Things to do:
A. Answer these questions using the blog post about meditating while working out, one answer per line:
(i) What was the person next to the author at the gym reading?
(ii) On which machine does the author do aerobic intervals?
(iii) During which interval does the author do the meditation?
B. Extend the blog post about meditating while working out, picking up right after its final sentence.

Quoted text:
Monday, June 30, 2014

Weight loss project: Meditate while you work out

While doing my aerobic workout I noticed many people distracting themselves. Some would read books, others watch TV, and people sometimes wear headphones. One time a woman was chatting intensely on her cell phone while working out, and another right next  to me was reading a long series of PowerPoint slides about motivating employees (OK, I peeked).

Distracting (taking your mind off of something unpleasant) and self soothing (inserting a pleasurable activity like eating, lighting candles, listening to music, or rubbing lotion on your hands) are effective ways to take care of yourself emotionally. However their power is very limited and their effects wear off quickly; you don't get a lot of bang for the buck with distraction and self soothing. They should be used in conjunction with more powerful methods of relaxing, accepting, and "holding in your mind comfortably" the present moment.

This thought also occurred to me: if people are treating working out as something so unpleasant that they have to remove their minds from the experience, how likely are they to commit to a long-lasting workout regime? In other words if it's so unpleasant, wouldn't one be motivated to drop the activity as soon as the goal (weight loss) is achieved, setting the person up for gaining back all that weight? What might it be like to engage with the activity, make peace with it, flow with it, pay attention to it, and hopefully find a way to enjoy it for its own sake, regardless of the ultimate goal? In a gym workout, what is the equivalent of "it's the journey, not the destination"?

It was then that, as part of my lose-the-gut effort, I began experimenting with doing my aerobics mindfully—without distracting or self soothing. That way I could kill two birds with one stone; I could exercise and do an extensive mindfulness meditation!

I decided to apply mindfulness to aerobics, because that's the part of the gym workout less naturally lending itself to being present with the activity. When lifting weights I find that I naturally pay close attention to my breathing and how my body feels as I lift, which is necessary to avoid injury.

So for the past few months, I've been focusing on a number of meditative thoughts as I worked out on the elliptical machine. As I mentioned in a previous post I do intervals on the elliptical. Therefore I decided to do a meditation during the challenging interval (the more unpleasant one) and let my mind wander during the easier one.

Given information:
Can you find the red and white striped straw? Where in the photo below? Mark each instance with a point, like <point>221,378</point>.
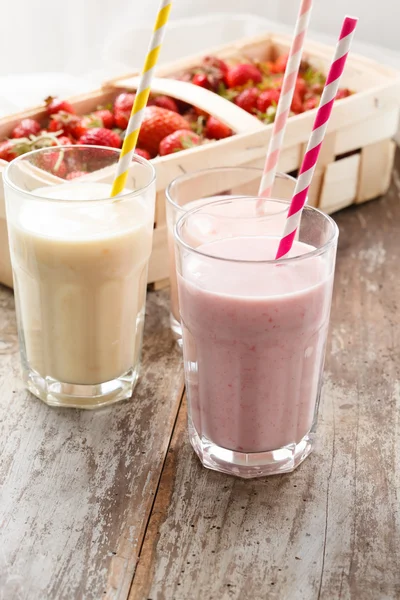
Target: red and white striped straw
<point>318,133</point>
<point>285,100</point>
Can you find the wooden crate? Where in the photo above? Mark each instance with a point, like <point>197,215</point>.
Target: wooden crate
<point>355,162</point>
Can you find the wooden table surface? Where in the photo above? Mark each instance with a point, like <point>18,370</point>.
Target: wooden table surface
<point>114,504</point>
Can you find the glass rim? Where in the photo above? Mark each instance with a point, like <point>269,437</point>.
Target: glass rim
<point>7,179</point>
<point>289,260</point>
<point>190,174</point>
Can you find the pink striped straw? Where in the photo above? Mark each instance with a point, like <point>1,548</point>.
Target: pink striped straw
<point>285,100</point>
<point>317,136</point>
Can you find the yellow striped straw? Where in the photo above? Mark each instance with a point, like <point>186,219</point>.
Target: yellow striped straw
<point>142,96</point>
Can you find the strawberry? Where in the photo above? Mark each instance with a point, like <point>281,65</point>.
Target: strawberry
<point>75,175</point>
<point>124,102</point>
<point>55,105</point>
<point>143,153</point>
<point>7,151</point>
<point>105,116</point>
<point>157,124</point>
<point>266,99</point>
<point>311,103</point>
<point>243,73</point>
<point>201,80</point>
<point>26,128</point>
<point>122,109</point>
<point>52,162</point>
<point>216,130</point>
<point>248,99</point>
<point>317,88</point>
<point>64,140</point>
<point>166,102</point>
<point>280,63</point>
<point>121,118</point>
<point>99,136</point>
<point>179,140</point>
<point>297,104</point>
<point>301,87</point>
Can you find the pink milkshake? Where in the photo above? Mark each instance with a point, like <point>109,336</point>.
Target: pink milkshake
<point>254,334</point>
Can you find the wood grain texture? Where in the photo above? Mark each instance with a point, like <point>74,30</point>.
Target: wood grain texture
<point>77,487</point>
<point>331,529</point>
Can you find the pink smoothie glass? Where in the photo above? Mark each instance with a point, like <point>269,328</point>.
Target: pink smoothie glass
<point>254,333</point>
<point>193,189</point>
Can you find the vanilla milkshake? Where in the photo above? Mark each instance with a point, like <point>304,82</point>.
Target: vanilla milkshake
<point>80,274</point>
<point>201,187</point>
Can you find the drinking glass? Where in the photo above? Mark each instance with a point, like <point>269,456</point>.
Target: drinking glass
<point>193,189</point>
<point>79,261</point>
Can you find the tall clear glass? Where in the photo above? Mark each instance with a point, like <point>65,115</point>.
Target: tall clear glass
<point>254,333</point>
<point>193,189</point>
<point>79,263</point>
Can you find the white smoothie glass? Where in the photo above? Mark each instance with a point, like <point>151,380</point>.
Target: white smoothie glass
<point>254,333</point>
<point>199,187</point>
<point>80,262</point>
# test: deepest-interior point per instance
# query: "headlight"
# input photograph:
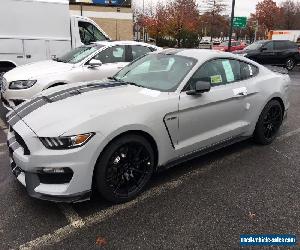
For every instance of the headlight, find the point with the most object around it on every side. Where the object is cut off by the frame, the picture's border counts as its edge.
(22, 84)
(66, 142)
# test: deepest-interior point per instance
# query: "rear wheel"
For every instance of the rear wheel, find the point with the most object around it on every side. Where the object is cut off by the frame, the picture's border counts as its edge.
(124, 169)
(268, 123)
(290, 63)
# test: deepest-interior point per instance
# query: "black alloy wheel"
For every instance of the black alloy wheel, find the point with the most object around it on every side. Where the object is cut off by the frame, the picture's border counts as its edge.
(290, 64)
(269, 123)
(125, 168)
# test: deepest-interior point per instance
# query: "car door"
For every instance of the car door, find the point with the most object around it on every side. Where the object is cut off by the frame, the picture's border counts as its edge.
(113, 60)
(267, 54)
(215, 116)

Final answers:
A.
(i) A long series of PowerPoint slides about motivating employees.
(ii) The elliptical machine.
(iii) The challenging (more unpleasant) interval.

B.
A dozen times or so during my one-hour aerobic workout, I would recite in my mind the following statements during a difficult interval:

  • I am
Focus on your body and its movement and nothing else.
  • THEY are
Become aware of everyone else working out around you.
  • WE are
Get in touch with how you all are there for a common reason, a common purpose. You're connected in this way.
Get a fleeting sense of how you all are a part of a much, MUCH larger world and universe.
  •  I am CLEAR...HERE and NOW
Take your attention and focus on specific details around you: read words on a poster, notice the buttons on a machine in front of you, notice a crack in the wall, pay attention to the electrical outlets and wires. Simply “notice” all sorts of small details around you. In this way you connect with your surroundings.
  • I am this place
Shift your attention to the larger room or place where you are working out.
  • I am this time and at no other
Notice how the space looks RIGHT NOW (as opposed to a few minutes ago).
  • I think
Notice thoughts that occur to you.
  • My five senses ARE!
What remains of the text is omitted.